§ **REQUIRED WORK**
Your task is to transcribe the lines from the start of the data below through the line containing "Target: four-petaled flower", inclusive, exactly as they stand and without the pictures.

DATA SUPPLIED Block Start

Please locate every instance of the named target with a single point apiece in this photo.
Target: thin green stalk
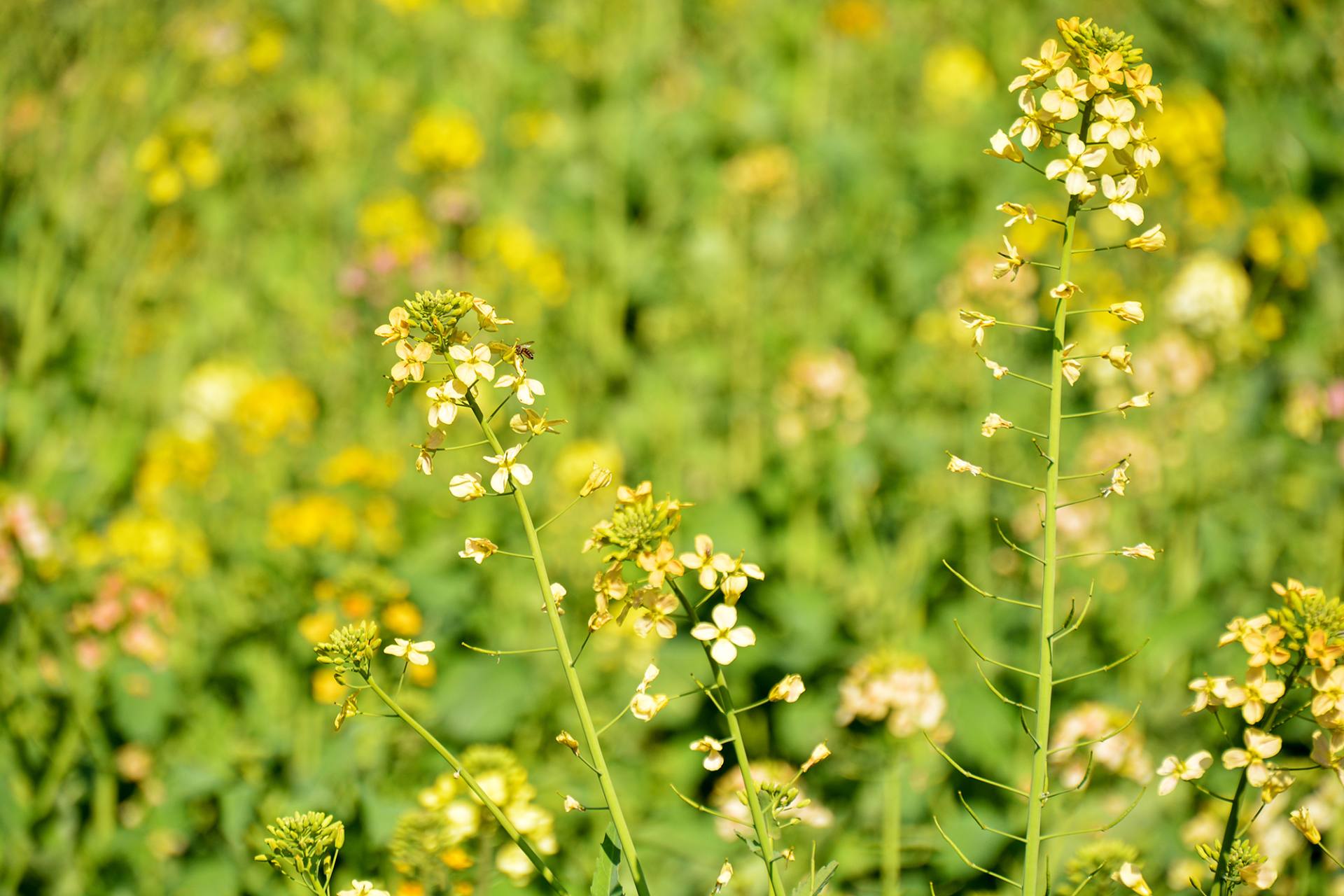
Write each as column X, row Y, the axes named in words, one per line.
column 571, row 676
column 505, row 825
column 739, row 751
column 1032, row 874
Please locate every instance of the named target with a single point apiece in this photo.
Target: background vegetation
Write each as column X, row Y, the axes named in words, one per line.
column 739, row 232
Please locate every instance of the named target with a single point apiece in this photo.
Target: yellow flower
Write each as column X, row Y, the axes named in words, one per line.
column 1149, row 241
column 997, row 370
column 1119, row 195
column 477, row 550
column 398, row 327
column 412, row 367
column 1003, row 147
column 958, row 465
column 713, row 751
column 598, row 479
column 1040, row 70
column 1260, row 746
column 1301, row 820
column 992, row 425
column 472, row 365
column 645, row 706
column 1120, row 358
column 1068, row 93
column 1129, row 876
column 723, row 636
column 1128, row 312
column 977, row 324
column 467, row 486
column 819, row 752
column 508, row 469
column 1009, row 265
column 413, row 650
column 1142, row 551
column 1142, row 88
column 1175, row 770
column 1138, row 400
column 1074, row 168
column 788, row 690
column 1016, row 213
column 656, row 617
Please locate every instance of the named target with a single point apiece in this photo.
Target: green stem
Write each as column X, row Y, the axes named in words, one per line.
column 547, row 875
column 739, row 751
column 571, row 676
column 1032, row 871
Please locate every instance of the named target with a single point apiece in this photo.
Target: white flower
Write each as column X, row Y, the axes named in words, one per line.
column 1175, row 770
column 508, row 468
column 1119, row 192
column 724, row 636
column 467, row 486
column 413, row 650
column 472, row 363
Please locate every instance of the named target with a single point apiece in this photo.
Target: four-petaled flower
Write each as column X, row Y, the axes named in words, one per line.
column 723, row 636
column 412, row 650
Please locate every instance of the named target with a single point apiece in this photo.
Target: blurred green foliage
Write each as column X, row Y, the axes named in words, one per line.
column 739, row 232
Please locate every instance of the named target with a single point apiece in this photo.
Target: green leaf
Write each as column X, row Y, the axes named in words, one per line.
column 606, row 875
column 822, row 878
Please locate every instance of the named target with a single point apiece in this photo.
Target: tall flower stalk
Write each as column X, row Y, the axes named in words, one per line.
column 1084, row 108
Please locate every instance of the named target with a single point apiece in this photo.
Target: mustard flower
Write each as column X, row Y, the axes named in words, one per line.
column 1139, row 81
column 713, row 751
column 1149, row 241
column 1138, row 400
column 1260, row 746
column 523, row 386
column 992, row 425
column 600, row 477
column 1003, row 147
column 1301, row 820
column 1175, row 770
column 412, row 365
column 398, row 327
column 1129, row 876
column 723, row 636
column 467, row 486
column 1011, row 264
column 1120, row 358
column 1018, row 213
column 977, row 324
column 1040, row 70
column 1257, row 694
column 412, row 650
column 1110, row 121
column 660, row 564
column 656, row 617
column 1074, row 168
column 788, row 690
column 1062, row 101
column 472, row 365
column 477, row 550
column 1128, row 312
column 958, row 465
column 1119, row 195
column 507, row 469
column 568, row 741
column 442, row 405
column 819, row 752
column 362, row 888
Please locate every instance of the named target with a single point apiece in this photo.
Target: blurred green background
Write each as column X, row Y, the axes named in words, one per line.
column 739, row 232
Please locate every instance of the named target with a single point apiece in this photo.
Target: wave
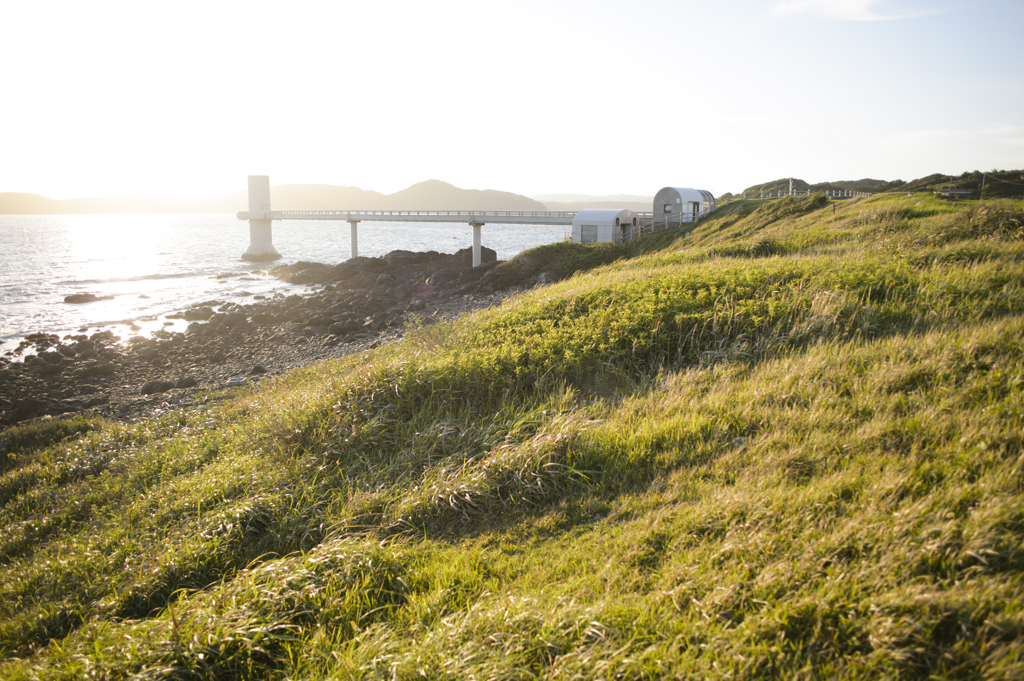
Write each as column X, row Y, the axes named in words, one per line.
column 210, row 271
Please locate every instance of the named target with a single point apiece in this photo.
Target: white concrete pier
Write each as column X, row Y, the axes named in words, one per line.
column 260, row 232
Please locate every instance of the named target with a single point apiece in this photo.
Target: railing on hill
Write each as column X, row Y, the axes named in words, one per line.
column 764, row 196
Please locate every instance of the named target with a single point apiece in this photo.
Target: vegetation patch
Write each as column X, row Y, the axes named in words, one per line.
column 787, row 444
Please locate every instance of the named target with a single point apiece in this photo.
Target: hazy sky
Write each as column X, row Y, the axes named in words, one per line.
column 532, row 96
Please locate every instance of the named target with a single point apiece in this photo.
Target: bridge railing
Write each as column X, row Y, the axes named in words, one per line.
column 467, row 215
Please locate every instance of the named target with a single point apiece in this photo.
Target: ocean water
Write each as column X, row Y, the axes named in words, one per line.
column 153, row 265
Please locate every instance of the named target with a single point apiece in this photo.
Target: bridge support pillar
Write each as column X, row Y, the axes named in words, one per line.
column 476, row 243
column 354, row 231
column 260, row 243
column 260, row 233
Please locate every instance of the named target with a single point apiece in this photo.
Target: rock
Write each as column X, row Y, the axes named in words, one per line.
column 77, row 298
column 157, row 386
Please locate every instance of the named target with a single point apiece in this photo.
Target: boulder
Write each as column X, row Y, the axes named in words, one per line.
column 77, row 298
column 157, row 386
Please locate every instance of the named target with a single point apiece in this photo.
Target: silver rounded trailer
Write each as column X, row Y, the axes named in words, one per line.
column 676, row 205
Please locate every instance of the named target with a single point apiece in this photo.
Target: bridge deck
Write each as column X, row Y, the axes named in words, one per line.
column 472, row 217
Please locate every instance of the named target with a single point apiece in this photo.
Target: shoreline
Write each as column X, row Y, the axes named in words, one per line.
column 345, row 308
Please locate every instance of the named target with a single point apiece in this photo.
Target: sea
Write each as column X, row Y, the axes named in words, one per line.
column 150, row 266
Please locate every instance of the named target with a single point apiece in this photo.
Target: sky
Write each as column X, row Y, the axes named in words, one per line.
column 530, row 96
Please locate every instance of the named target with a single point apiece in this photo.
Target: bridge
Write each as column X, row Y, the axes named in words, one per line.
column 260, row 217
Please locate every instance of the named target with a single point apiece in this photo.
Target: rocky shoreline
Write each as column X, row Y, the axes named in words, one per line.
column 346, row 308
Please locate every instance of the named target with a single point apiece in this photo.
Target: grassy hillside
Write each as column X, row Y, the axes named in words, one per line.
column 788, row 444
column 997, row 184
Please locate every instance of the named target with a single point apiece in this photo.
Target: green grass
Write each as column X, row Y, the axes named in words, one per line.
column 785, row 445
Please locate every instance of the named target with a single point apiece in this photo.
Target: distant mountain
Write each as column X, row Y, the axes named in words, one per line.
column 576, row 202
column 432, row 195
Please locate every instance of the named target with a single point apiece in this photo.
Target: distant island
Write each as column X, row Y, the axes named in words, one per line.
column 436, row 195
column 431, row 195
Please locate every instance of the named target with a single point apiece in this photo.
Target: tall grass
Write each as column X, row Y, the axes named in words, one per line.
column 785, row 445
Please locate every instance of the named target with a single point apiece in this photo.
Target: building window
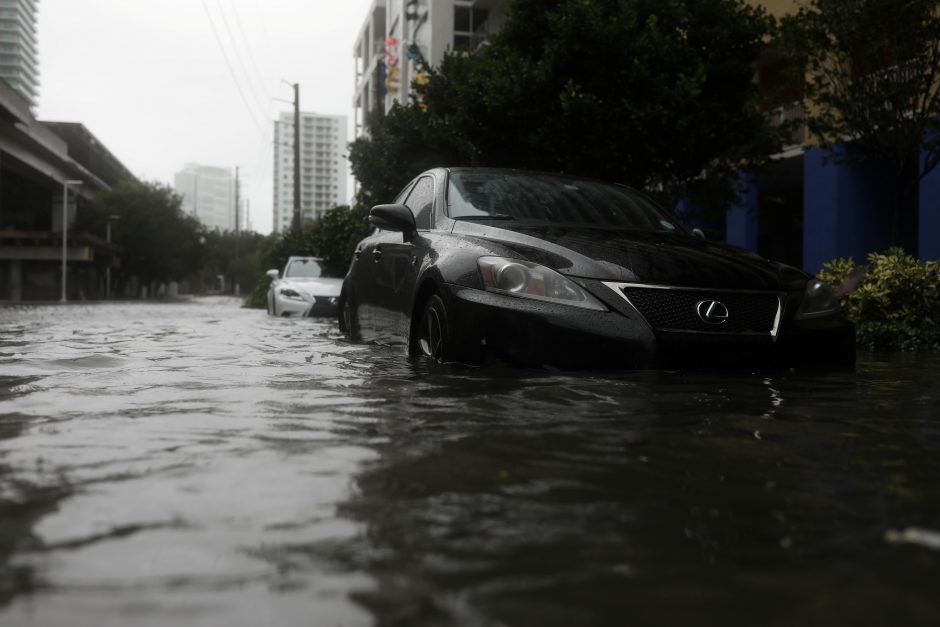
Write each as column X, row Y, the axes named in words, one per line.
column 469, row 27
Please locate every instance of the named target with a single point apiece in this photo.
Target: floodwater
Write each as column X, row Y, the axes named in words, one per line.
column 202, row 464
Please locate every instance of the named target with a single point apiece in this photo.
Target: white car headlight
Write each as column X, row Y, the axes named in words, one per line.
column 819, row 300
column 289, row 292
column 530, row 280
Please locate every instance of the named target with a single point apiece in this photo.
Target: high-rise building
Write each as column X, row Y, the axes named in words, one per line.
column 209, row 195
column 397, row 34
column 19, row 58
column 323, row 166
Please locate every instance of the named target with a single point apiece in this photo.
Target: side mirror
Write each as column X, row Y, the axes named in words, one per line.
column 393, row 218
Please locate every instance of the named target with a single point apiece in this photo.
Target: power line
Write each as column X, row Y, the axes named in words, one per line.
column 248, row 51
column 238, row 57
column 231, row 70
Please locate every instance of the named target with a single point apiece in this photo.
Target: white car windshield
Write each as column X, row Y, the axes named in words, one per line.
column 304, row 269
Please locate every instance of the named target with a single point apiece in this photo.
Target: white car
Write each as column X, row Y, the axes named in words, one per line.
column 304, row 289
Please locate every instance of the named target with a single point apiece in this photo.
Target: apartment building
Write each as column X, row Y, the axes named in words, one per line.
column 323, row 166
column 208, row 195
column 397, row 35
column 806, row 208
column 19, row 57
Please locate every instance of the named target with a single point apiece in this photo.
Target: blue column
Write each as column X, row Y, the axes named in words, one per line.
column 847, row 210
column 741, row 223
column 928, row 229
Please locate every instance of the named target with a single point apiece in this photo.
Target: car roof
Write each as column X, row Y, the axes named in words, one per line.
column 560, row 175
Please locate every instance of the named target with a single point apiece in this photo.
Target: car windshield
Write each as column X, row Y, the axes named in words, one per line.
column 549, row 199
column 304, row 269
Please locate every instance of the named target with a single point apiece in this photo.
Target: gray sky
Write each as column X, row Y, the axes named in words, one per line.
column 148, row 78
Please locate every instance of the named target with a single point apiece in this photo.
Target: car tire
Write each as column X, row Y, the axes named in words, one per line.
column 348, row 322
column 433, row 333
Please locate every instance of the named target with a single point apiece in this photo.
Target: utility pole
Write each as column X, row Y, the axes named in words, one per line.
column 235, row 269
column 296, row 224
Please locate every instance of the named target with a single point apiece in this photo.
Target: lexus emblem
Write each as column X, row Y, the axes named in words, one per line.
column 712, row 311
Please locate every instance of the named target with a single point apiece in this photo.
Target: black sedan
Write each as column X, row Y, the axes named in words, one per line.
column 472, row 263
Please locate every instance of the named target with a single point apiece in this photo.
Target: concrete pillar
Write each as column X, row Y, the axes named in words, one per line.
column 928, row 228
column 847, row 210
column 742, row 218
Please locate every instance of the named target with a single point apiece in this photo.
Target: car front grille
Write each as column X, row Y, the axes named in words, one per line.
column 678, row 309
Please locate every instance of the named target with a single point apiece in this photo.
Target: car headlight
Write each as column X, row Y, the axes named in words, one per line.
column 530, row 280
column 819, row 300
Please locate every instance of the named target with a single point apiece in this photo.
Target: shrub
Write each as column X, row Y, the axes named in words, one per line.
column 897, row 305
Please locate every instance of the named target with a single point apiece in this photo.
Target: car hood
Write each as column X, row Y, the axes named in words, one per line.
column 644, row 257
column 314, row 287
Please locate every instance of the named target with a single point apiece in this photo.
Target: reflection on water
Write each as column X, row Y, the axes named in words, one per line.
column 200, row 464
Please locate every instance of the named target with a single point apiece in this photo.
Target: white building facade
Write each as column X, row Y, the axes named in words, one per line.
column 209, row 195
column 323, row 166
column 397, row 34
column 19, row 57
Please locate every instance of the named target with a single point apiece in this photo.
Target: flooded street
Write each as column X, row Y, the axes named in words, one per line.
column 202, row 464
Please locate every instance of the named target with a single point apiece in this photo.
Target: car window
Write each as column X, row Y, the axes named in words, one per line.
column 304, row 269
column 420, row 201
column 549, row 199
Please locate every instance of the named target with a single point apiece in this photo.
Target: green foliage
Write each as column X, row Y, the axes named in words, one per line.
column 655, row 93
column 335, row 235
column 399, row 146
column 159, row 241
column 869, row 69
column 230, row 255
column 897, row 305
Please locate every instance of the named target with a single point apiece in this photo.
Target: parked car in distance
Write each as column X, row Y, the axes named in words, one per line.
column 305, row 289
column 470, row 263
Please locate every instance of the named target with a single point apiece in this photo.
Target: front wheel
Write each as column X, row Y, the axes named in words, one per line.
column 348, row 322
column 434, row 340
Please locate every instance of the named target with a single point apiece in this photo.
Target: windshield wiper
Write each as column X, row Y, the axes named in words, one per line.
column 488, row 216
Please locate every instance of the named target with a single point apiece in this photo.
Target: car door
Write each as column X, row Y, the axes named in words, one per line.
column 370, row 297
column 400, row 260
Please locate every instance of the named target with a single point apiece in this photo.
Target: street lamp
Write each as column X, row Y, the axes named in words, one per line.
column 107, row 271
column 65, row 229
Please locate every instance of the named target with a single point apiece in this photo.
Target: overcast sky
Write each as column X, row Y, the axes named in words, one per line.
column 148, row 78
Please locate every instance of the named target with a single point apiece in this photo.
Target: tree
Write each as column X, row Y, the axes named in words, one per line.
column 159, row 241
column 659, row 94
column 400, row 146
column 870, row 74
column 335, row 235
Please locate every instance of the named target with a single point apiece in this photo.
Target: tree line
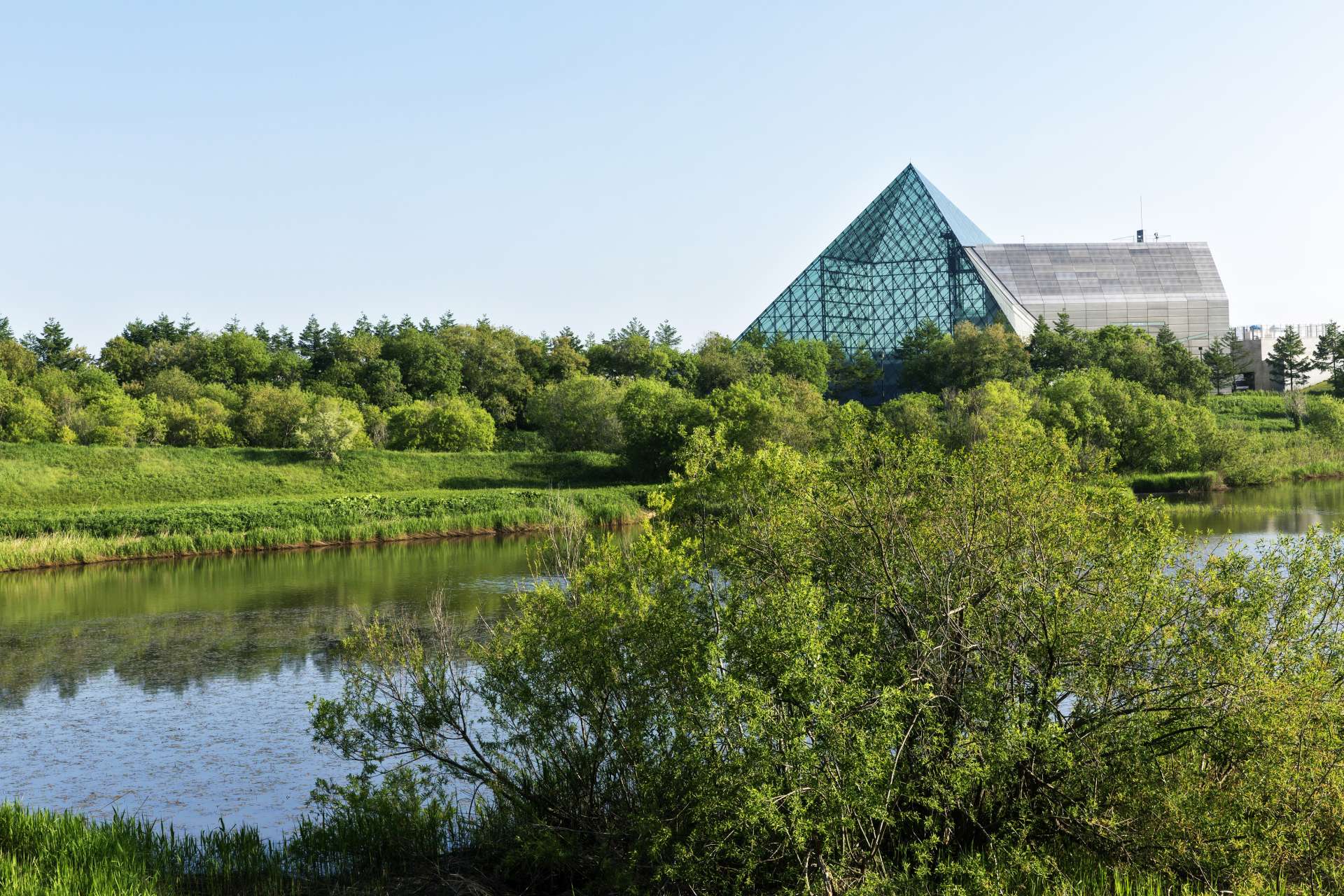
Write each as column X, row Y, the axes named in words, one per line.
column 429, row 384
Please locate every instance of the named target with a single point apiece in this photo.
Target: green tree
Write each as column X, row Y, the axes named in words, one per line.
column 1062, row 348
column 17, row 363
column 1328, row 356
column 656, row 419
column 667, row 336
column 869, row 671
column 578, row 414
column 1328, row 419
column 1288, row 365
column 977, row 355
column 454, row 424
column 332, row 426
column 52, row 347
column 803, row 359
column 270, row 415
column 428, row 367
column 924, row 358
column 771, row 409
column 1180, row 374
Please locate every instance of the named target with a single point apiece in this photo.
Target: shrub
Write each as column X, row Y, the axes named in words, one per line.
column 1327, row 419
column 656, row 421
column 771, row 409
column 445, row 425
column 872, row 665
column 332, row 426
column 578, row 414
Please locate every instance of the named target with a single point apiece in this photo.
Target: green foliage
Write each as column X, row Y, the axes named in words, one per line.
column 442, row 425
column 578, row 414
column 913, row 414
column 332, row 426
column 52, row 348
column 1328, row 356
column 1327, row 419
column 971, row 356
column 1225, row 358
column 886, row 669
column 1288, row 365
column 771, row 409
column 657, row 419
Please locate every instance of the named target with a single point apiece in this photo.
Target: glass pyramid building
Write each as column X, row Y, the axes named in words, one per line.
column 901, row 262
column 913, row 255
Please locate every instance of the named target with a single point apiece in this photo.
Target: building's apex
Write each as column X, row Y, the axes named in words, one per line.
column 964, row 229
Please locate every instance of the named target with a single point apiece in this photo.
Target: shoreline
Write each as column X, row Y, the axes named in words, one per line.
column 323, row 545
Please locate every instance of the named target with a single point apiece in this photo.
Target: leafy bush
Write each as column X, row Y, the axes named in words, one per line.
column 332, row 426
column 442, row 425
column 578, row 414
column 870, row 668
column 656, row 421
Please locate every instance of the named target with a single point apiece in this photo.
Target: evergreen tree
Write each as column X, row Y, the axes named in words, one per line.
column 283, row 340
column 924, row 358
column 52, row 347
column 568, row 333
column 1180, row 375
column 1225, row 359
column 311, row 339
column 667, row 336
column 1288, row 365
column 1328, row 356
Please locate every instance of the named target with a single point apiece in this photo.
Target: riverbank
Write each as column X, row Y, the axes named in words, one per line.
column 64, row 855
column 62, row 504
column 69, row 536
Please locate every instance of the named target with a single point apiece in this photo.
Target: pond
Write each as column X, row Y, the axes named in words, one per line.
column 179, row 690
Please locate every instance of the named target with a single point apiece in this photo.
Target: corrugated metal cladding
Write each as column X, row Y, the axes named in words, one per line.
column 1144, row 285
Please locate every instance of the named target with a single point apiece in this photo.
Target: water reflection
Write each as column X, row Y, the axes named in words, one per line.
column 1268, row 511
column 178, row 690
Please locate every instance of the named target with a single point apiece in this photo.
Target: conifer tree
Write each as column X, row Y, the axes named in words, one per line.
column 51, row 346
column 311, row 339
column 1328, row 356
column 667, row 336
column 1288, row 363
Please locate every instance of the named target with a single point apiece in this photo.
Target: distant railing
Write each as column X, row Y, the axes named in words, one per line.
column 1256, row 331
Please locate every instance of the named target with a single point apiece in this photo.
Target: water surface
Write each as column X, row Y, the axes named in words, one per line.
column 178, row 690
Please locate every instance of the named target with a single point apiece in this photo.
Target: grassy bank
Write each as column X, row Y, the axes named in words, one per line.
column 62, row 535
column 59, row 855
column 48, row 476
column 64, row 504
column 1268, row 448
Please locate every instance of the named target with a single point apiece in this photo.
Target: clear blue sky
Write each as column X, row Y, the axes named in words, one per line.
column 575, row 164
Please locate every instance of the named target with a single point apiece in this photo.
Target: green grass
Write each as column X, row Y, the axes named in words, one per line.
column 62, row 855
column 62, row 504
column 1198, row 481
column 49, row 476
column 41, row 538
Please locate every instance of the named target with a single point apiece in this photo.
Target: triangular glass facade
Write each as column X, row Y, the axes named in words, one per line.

DATA SUPPLIED Block End

§ **EXERCISE ANSWER**
Please locate every instance of the named target with a single point apiece in this photo.
Target: thin green stalk
Write each as column X, row Y, the axes named in words, one per line.
column 571, row 676
column 505, row 825
column 739, row 751
column 1032, row 874
Please locate every instance of the named target with a single point apiece in this photo.
Target: background vegetation
Write each as column X, row Y, the axes named in words, one per line.
column 739, row 232
Please locate every instance of the named target with a single point apiece in this photo.
Target: yellow flower
Write each as column X, row Y, the axes named in words, one per line.
column 1149, row 241
column 997, row 370
column 1119, row 195
column 477, row 550
column 398, row 327
column 412, row 367
column 1003, row 147
column 958, row 465
column 713, row 751
column 598, row 479
column 1040, row 70
column 1260, row 746
column 1301, row 820
column 992, row 425
column 472, row 365
column 645, row 706
column 1120, row 358
column 1068, row 93
column 1129, row 876
column 723, row 636
column 1128, row 312
column 977, row 324
column 467, row 486
column 819, row 752
column 508, row 469
column 1009, row 265
column 413, row 650
column 1142, row 551
column 1142, row 88
column 1175, row 770
column 1138, row 400
column 1074, row 168
column 788, row 690
column 1016, row 213
column 656, row 617
Please locate every instance of the named target with a single point apiece in this photo.
Target: green stem
Write each as column X, row Y, the axes named in words, one per line.
column 547, row 875
column 739, row 751
column 571, row 676
column 1032, row 871
Please locate every instance of the named target with a single point apiece in this photo.
Target: white flower
Write each as column X, row Y, the axes named in words, one per line.
column 1175, row 770
column 508, row 468
column 1119, row 192
column 724, row 636
column 467, row 486
column 413, row 650
column 472, row 363
Please locate every instance of the named target with a single point apiece in this photo.
Target: four-petaled flower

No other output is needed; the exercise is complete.